Quote each of the entries below word for word, leaving nothing out.

* _Detection annotation entries_
+ + + + + + +

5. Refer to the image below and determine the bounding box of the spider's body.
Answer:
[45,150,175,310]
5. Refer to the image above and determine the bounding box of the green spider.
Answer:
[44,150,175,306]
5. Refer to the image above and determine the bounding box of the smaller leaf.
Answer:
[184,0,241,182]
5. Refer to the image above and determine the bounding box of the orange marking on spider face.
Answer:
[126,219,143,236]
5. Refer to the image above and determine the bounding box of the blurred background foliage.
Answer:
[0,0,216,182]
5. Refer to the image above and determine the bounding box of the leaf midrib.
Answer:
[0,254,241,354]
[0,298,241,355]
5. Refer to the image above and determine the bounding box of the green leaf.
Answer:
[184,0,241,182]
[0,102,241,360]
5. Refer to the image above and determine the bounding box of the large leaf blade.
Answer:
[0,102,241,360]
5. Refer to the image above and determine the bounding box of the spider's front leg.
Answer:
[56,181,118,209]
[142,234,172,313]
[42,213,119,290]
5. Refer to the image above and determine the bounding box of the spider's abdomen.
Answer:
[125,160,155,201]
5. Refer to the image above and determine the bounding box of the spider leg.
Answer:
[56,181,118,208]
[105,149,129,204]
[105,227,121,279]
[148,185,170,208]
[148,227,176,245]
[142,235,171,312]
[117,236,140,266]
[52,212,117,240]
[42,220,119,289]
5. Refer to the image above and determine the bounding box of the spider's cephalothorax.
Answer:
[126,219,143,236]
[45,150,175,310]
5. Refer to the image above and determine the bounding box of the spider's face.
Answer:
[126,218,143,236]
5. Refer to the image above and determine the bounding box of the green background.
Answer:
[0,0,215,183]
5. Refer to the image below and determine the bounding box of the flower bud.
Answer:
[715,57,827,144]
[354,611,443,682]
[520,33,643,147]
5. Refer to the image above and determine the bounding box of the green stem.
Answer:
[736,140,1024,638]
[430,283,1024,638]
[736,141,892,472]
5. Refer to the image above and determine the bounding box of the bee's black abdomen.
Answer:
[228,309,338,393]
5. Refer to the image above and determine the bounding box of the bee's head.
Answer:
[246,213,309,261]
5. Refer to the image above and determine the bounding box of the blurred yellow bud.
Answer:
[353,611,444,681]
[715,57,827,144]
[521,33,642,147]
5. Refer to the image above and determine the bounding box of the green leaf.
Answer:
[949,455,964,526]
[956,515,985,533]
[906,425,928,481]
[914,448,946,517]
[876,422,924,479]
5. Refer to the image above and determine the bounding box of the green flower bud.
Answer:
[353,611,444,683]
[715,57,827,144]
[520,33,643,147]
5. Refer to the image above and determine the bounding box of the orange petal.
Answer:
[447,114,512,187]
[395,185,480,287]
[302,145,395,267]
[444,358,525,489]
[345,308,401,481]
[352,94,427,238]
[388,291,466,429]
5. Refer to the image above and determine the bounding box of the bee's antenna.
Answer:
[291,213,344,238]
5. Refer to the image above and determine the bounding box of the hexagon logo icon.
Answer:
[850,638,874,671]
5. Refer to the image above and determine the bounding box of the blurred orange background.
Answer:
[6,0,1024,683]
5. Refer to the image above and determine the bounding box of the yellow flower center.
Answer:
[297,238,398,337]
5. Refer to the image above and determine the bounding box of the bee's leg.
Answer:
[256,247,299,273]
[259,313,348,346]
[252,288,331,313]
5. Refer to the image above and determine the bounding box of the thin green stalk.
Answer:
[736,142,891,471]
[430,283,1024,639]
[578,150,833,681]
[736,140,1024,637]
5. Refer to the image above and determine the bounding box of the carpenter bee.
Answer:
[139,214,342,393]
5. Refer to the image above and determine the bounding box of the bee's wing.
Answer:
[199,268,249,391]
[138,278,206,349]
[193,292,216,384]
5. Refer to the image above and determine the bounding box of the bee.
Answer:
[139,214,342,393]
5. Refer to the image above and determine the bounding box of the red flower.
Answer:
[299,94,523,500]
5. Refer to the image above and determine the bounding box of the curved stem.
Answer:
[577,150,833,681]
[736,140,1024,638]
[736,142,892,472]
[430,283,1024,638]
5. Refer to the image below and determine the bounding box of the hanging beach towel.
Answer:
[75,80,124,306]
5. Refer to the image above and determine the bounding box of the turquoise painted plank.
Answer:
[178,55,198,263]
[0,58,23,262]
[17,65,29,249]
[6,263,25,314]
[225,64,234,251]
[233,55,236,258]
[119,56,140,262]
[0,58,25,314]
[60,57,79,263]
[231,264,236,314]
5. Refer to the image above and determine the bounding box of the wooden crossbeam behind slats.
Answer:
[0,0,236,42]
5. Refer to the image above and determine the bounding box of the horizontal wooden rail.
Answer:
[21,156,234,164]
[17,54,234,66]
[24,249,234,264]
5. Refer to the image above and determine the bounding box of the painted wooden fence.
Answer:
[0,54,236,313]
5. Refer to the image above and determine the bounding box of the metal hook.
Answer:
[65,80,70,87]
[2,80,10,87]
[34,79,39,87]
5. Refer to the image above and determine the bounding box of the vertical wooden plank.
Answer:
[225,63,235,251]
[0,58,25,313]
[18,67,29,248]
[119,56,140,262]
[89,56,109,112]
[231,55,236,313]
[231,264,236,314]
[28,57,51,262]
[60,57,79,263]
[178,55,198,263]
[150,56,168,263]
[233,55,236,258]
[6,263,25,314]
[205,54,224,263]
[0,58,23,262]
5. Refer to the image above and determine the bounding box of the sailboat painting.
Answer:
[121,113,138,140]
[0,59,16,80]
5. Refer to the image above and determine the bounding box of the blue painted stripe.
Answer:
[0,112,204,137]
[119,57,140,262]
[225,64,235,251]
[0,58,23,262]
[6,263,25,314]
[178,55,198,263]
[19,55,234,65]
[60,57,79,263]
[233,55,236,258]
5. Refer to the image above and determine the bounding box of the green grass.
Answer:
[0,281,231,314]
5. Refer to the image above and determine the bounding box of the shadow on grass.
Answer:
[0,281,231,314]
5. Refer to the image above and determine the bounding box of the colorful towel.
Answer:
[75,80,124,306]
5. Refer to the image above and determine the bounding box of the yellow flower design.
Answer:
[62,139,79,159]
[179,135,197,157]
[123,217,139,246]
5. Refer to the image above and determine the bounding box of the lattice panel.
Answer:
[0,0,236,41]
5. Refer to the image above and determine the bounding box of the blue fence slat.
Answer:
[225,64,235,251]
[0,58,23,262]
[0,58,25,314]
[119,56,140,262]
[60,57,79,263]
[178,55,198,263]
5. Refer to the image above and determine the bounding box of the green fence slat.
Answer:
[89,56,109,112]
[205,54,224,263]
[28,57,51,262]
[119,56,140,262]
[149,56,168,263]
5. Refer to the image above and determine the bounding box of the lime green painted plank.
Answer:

+ + + + + + +

* _The output_
5. Refer to the image below and determine the bounding box of the spider's body.
Answer:
[45,150,175,310]
5. Refer to the image above and determine the bounding box of the green spider.
Answer:
[44,150,175,306]
5. Refer to the image above and determine the bounding box of the smaller leaf.
Answer:
[184,0,241,182]
5. Refer to the image above and determine the bounding box of the orange marking on spider face.
Answer:
[126,219,143,236]
5. Refer to the image above and determine the bounding box of the blurred background foliage.
Answer:
[0,0,216,182]
5. Refer to the image above and determine the bounding box of the leaf midrib.
Answer:
[0,254,241,354]
[0,298,241,355]
5. Refer to the image above and determine the bounding box of the green leaf.
Answer:
[184,0,241,182]
[0,102,241,360]
5. Refer to the image above and determine the bounding box of the large leaf blade.
Answer:
[0,102,241,360]
5. Refer to the image above and determine the bounding box of the spider's front leg.
Answer:
[56,181,118,209]
[142,234,172,313]
[42,213,119,290]
5. Refer to the image above and determine the bounding box of the spider's abdomen.
Answer:
[125,160,155,201]
5. Refer to the image above and determine the bounding box of the spider leg.
Answer:
[56,181,118,208]
[105,149,129,204]
[105,227,121,279]
[148,185,170,208]
[148,227,176,245]
[142,235,171,312]
[117,236,140,266]
[52,212,117,240]
[42,220,119,289]
5. Refer to the image above and determine the bounding box of the spider's cephalothorax.
Answer:
[126,219,143,236]
[45,150,175,310]
5. Refer to the image above and determine the bounding box of the spider's face.
Answer:
[126,218,143,236]
5. Refer to the image above and determine the bounding box of the green background.
Answer:
[0,0,215,183]
5. Refer to the image below and determine the bounding box of the flower bud.
Answer:
[715,57,827,144]
[354,611,443,682]
[520,33,643,147]
5. Refer to the image above and determine the bounding box of the green stem.
Answer:
[736,140,1024,638]
[430,283,1024,638]
[736,141,892,472]
5. Refer to the image above and determine the bounding box of the bee's black abdomen.
Answer:
[228,309,338,393]
5. Refer to the image above and determine the bounding box of the bee's head.
Answer:
[246,213,309,261]
5. Refer to the image above and determine the bounding box of the blurred yellow bud.
Answer:
[353,611,444,681]
[715,57,827,144]
[521,33,642,147]
5. Refer to the image above and determine the bounding box of the green leaf.
Answer:
[949,455,964,526]
[956,515,985,533]
[906,425,928,481]
[914,448,946,517]
[876,422,924,479]
5. Refer to the image above and determine the bounding box of the green flower bud.
Answer:
[353,611,444,683]
[715,57,827,144]
[520,33,643,147]
5. Refer to the image above and determine the bounding box of the orange petal.
Answer:
[447,114,512,187]
[395,185,480,287]
[302,145,395,267]
[444,358,525,489]
[345,308,401,481]
[352,94,427,238]
[388,291,466,429]
5. Refer to the image above and determine the bounding box of the bee's antenna.
Answer:
[291,213,344,238]
5. Refer to the image above and determine the bounding box of the hexagon logo icon.
Answer:
[850,638,874,671]
5. Refer to the image above and determine the bounding box of the blurred orange background.
Answer:
[6,0,1024,683]
5. Refer to the image above and determine the bounding box of the yellow flower center.
Answer:
[297,238,398,337]
5. Refer to the image above and determine the bounding box of the bee's leg.
Answer:
[256,247,299,273]
[259,313,348,346]
[252,288,331,313]
5. Refer to the image above and determine the bounding box of the thin green stalk.
Answer:
[736,142,891,471]
[430,283,1024,639]
[578,150,833,681]
[736,140,1024,637]
5. Refer to the image above and determine the bounding box of the carpenter bee.
Answer:
[139,214,342,393]
5. Refer to the image above and determine the bounding box of the bee's wing.
Answer:
[199,268,249,391]
[138,278,206,349]
[193,292,216,384]
5. Refer to the image above and determine the bounding box of the bee.
Answer:
[139,214,342,393]
5. Refer to the image above and determine the bounding box of the red flower.
Answer:
[299,94,523,500]
5. Refer to the image above and determine the bounding box of the curved stem.
Answer:
[577,150,833,681]
[736,140,1024,638]
[736,142,892,472]
[430,283,1024,638]
5. Refer to the image below and determine the bounding box of the hanging beach towel.
Answer:
[75,80,124,306]
5. Refer to the image above and determine the bounding box of the turquoise painted plank.
Answer:
[178,55,198,263]
[0,58,23,262]
[17,65,29,249]
[6,263,25,314]
[225,64,234,251]
[233,55,236,258]
[119,56,140,262]
[0,58,25,314]
[60,57,79,263]
[231,264,236,314]
5. Refer to the image above and determine the bounding box of the wooden crossbeam behind slats.
Answer:
[0,0,236,42]
5. Refer to the image above and determine the bounding box of the horizontal wooden rail.
Answer:
[21,156,234,164]
[17,54,234,66]
[24,249,234,264]
5. Refer to the image above and determine the bounding box of the painted wooden fence.
Answer:
[0,54,236,313]
5. Refer to the image above and determine the bounding box of the metal hook.
Answer:
[65,80,70,87]
[2,80,10,87]
[34,79,39,87]
5. Refer to the image above and determine the bounding box of the vertical wooden plank.
Answer:
[225,63,235,251]
[0,58,25,313]
[18,67,29,248]
[119,56,140,262]
[89,56,109,112]
[231,55,236,313]
[231,264,236,314]
[28,57,51,262]
[60,57,79,263]
[178,55,198,263]
[150,56,168,263]
[233,55,236,258]
[6,263,25,314]
[205,54,224,263]
[0,58,23,262]
5. Refer to the image above and determine the bounding box of the sailboat painting.
Answer:
[121,113,138,140]
[0,59,16,80]
5. Refer to the image above and determine the bounding box of the blue painted stripe.
Answer:
[0,112,204,137]
[119,57,140,262]
[225,64,235,251]
[0,58,23,262]
[6,263,25,314]
[178,55,198,263]
[19,55,234,65]
[60,57,79,263]
[233,55,236,258]
5. Refer to the image above and determine the bounding box of the green grass.
Answer:
[0,281,231,314]
5. Refer to the image above and determine the bounding box of the shadow on grass.
Answer:
[0,281,231,314]
5. Refer to the image above and determine the bounding box of the colorful towel.
Answer:
[75,80,124,306]
5. Refer to the image above and determine the bounding box of the yellow flower design.
Answer:
[62,139,79,159]
[179,135,197,157]
[123,217,139,246]
5. Refer to the image above and determine the bounding box of the lattice panel.
Answer:
[0,0,236,41]
5. Refer to the image above and determine the bounding box of the blue fence slat.
Answer:
[225,64,235,251]
[0,58,23,262]
[0,58,25,314]
[119,56,140,262]
[60,57,79,263]
[178,55,198,263]
5. Refer to the image above and determine the bounding box of the green fence slat.
Answer:
[89,56,109,112]
[205,54,224,263]
[28,57,51,262]
[119,56,140,262]
[149,56,168,263]
5. Refer to the image above and determine the bounding box of the lime green painted plank.
Answer:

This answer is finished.